BEGIN

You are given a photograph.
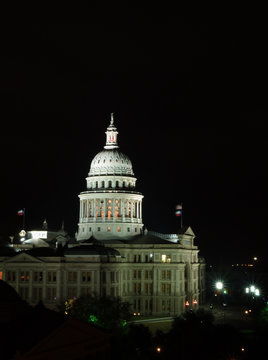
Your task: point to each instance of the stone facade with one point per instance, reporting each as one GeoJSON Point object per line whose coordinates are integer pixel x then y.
{"type": "Point", "coordinates": [113, 254]}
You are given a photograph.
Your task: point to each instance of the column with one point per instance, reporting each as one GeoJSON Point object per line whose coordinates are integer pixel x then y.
{"type": "Point", "coordinates": [94, 209]}
{"type": "Point", "coordinates": [78, 284]}
{"type": "Point", "coordinates": [104, 210]}
{"type": "Point", "coordinates": [113, 209]}
{"type": "Point", "coordinates": [44, 286]}
{"type": "Point", "coordinates": [30, 285]}
{"type": "Point", "coordinates": [123, 209]}
{"type": "Point", "coordinates": [58, 286]}
{"type": "Point", "coordinates": [80, 210]}
{"type": "Point", "coordinates": [131, 210]}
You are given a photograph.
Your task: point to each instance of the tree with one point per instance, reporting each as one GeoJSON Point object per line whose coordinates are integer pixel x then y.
{"type": "Point", "coordinates": [106, 312]}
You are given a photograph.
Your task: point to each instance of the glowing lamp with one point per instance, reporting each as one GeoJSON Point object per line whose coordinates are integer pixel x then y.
{"type": "Point", "coordinates": [219, 285]}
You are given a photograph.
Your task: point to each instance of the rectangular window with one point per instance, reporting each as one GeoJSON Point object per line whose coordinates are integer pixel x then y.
{"type": "Point", "coordinates": [37, 293]}
{"type": "Point", "coordinates": [72, 276]}
{"type": "Point", "coordinates": [24, 276]}
{"type": "Point", "coordinates": [86, 276]}
{"type": "Point", "coordinates": [51, 276]}
{"type": "Point", "coordinates": [11, 276]}
{"type": "Point", "coordinates": [86, 291]}
{"type": "Point", "coordinates": [146, 288]}
{"type": "Point", "coordinates": [24, 292]}
{"type": "Point", "coordinates": [38, 276]}
{"type": "Point", "coordinates": [165, 258]}
{"type": "Point", "coordinates": [168, 274]}
{"type": "Point", "coordinates": [71, 292]}
{"type": "Point", "coordinates": [168, 289]}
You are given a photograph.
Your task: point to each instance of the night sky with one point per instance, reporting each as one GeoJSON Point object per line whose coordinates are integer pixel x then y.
{"type": "Point", "coordinates": [189, 97]}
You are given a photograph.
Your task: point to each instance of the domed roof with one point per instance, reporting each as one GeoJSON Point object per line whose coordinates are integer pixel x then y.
{"type": "Point", "coordinates": [111, 162]}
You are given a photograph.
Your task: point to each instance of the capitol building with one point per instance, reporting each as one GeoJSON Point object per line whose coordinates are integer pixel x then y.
{"type": "Point", "coordinates": [113, 253]}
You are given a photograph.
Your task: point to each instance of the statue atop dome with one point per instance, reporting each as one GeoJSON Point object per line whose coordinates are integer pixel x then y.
{"type": "Point", "coordinates": [111, 135]}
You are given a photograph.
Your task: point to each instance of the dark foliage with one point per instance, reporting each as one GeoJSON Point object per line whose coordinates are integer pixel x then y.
{"type": "Point", "coordinates": [105, 312]}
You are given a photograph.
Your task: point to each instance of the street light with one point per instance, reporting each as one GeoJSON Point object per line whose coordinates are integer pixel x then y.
{"type": "Point", "coordinates": [219, 285]}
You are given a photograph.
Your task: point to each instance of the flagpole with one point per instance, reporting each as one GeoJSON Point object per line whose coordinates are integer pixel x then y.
{"type": "Point", "coordinates": [23, 220]}
{"type": "Point", "coordinates": [181, 215]}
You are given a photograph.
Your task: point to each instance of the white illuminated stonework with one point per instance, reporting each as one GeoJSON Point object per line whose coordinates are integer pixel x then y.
{"type": "Point", "coordinates": [110, 208]}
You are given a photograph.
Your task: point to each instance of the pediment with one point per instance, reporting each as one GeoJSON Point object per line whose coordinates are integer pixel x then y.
{"type": "Point", "coordinates": [24, 258]}
{"type": "Point", "coordinates": [189, 232]}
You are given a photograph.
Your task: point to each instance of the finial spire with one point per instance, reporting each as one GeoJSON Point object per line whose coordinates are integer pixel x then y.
{"type": "Point", "coordinates": [111, 135]}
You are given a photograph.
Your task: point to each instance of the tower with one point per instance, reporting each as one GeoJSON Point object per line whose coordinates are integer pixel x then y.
{"type": "Point", "coordinates": [110, 208]}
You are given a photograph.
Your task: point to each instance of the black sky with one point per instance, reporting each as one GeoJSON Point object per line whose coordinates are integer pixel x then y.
{"type": "Point", "coordinates": [190, 102]}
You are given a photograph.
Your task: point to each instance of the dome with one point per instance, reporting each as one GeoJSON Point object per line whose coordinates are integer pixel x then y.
{"type": "Point", "coordinates": [111, 162]}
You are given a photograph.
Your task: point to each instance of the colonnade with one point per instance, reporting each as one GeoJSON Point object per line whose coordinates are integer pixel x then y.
{"type": "Point", "coordinates": [110, 209]}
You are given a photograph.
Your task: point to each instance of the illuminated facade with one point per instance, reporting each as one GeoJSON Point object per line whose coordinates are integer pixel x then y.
{"type": "Point", "coordinates": [110, 208]}
{"type": "Point", "coordinates": [112, 255]}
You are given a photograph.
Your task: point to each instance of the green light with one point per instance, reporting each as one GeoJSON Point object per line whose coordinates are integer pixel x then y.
{"type": "Point", "coordinates": [93, 318]}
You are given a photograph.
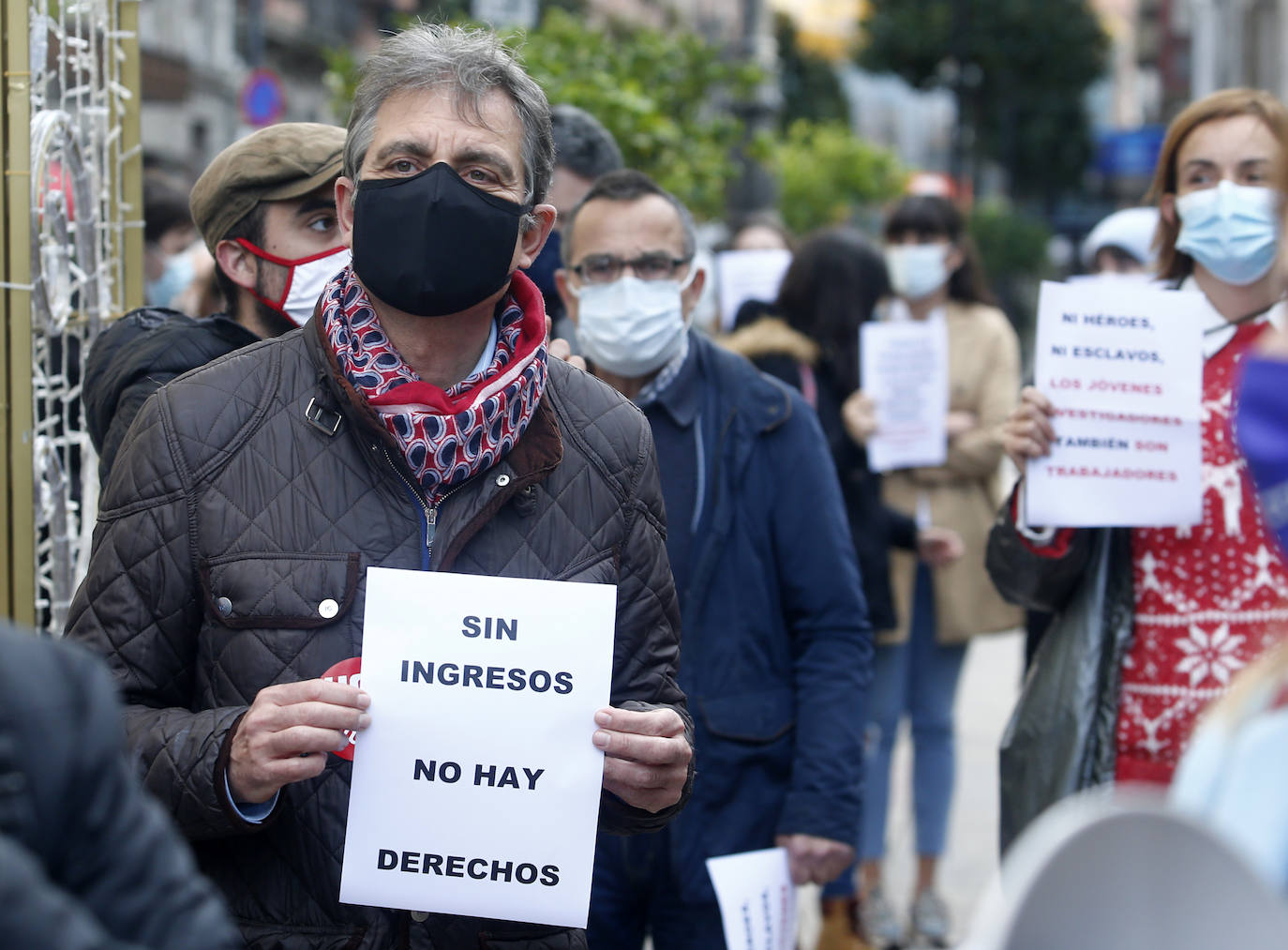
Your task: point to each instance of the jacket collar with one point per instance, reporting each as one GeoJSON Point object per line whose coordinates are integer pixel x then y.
{"type": "Point", "coordinates": [531, 460]}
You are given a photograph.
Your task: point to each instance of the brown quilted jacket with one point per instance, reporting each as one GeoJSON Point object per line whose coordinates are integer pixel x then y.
{"type": "Point", "coordinates": [257, 488]}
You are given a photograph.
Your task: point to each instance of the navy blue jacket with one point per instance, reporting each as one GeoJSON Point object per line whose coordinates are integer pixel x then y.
{"type": "Point", "coordinates": [775, 647]}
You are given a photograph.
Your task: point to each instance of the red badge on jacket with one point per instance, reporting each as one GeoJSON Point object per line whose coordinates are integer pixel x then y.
{"type": "Point", "coordinates": [348, 671]}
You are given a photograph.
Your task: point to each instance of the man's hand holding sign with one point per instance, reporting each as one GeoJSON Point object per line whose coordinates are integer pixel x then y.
{"type": "Point", "coordinates": [646, 756]}
{"type": "Point", "coordinates": [285, 726]}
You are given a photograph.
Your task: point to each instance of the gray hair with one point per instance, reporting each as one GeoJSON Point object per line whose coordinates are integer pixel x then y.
{"type": "Point", "coordinates": [582, 144]}
{"type": "Point", "coordinates": [472, 62]}
{"type": "Point", "coordinates": [629, 185]}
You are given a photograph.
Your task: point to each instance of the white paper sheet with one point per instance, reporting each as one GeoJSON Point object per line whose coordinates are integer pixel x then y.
{"type": "Point", "coordinates": [905, 370]}
{"type": "Point", "coordinates": [748, 275]}
{"type": "Point", "coordinates": [757, 898]}
{"type": "Point", "coordinates": [1123, 367]}
{"type": "Point", "coordinates": [475, 789]}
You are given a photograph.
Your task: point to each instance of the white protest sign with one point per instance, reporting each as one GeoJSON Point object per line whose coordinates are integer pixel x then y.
{"type": "Point", "coordinates": [748, 275]}
{"type": "Point", "coordinates": [757, 898]}
{"type": "Point", "coordinates": [475, 789]}
{"type": "Point", "coordinates": [1123, 367]}
{"type": "Point", "coordinates": [905, 370]}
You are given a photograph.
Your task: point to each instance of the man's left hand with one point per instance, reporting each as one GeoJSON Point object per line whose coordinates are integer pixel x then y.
{"type": "Point", "coordinates": [815, 860]}
{"type": "Point", "coordinates": [646, 756]}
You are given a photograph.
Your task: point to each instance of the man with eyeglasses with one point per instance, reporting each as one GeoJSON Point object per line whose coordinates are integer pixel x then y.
{"type": "Point", "coordinates": [777, 647]}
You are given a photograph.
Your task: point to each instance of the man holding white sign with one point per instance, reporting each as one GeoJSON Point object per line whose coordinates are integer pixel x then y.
{"type": "Point", "coordinates": [777, 640]}
{"type": "Point", "coordinates": [412, 424]}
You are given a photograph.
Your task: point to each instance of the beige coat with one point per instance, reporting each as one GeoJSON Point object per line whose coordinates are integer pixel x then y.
{"type": "Point", "coordinates": [984, 379]}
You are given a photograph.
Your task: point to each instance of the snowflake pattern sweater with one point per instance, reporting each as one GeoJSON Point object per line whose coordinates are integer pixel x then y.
{"type": "Point", "coordinates": [1208, 599]}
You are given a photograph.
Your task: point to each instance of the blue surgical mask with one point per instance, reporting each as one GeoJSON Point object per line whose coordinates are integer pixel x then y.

END

▸ What the task asks
Set down exactly the lines that begin with the one containing "Your task: point to each instance of the beige" and end with the last line above, and no others.

▸ Exercise output
Your task: point to each instance of the beige coat with one point per instance, reporting each as one GeoJSON Point object per line whose coordinates are integer pixel x then y.
{"type": "Point", "coordinates": [984, 379]}
You are given a photograph.
Your task: point to each instance of the snowflake pattern sweater with one point per instance, reporting each as one GeoJSON Point object per line whose coordinates are integer pixel x then y.
{"type": "Point", "coordinates": [1208, 599]}
You are given a photograph.
Your task: point to each instance of the blue surgical mask with one point per instance, reporting each as one GeoJSON Point object per line whose coordinates are integer pixel x then y.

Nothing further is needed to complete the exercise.